= INSTRUCTIONS TO FOLLOW =
Copy out, word for word, everything from the line containing "Guideline reminder — boxes should be snug around the stadium" down to the line containing "[22,6,55,33]", with both of those lines included.

--- BEGIN LISTED RECORDS ---

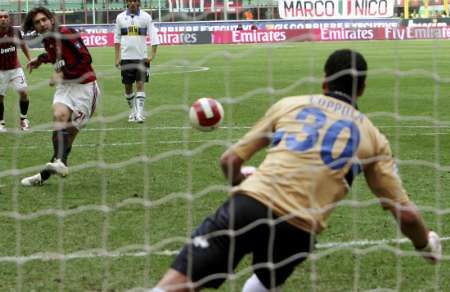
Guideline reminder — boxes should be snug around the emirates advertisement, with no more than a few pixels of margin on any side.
[81,26,450,47]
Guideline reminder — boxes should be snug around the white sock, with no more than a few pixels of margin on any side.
[125,92,135,109]
[135,91,145,115]
[242,274,269,292]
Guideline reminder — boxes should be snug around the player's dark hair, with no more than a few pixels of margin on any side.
[22,6,55,32]
[324,49,367,97]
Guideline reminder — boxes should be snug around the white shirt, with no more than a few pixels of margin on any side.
[114,9,159,60]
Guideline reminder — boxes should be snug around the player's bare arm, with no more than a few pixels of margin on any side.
[20,42,31,62]
[114,43,120,69]
[390,202,441,264]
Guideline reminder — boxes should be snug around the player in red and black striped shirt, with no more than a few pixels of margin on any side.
[0,10,31,132]
[21,7,100,186]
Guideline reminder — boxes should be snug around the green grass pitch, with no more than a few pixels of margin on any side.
[0,41,450,291]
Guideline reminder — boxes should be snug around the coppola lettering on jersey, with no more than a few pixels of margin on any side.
[278,0,395,19]
[0,46,16,54]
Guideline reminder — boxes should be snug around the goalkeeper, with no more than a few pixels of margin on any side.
[152,50,441,292]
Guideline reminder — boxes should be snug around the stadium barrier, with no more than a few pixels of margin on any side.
[76,27,450,47]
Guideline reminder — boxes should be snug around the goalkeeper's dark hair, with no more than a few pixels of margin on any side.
[324,49,367,97]
[22,6,55,33]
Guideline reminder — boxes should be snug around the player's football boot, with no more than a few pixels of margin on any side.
[134,114,145,124]
[20,173,44,187]
[44,159,69,177]
[128,112,136,123]
[20,119,30,131]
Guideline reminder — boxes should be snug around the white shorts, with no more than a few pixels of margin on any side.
[53,81,100,130]
[0,68,27,96]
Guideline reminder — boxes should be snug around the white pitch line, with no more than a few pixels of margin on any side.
[8,126,450,136]
[0,237,450,263]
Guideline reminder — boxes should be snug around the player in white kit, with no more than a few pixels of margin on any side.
[114,0,159,123]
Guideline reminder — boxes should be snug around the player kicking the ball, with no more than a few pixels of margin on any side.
[21,7,100,186]
[151,50,441,292]
[0,9,31,132]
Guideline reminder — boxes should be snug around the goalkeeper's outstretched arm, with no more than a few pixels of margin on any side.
[390,202,442,264]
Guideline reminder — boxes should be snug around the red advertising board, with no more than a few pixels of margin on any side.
[81,26,450,47]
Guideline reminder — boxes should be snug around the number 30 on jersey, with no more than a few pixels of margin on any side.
[272,108,361,170]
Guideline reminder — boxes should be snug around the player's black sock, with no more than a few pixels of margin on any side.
[19,99,30,119]
[0,102,5,121]
[53,129,70,164]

--- END LISTED RECORDS ---

= TASK RESPONSE =
Guideline reminder — boxes should be snug around the stadium barrier, with no more than a few pixels of margin on any side.
[76,27,450,47]
Guideline reminder — boxes should be snug around the goalkeeper's dark hair, with no more than a few pixels of margin on any side.
[324,49,367,97]
[22,6,55,33]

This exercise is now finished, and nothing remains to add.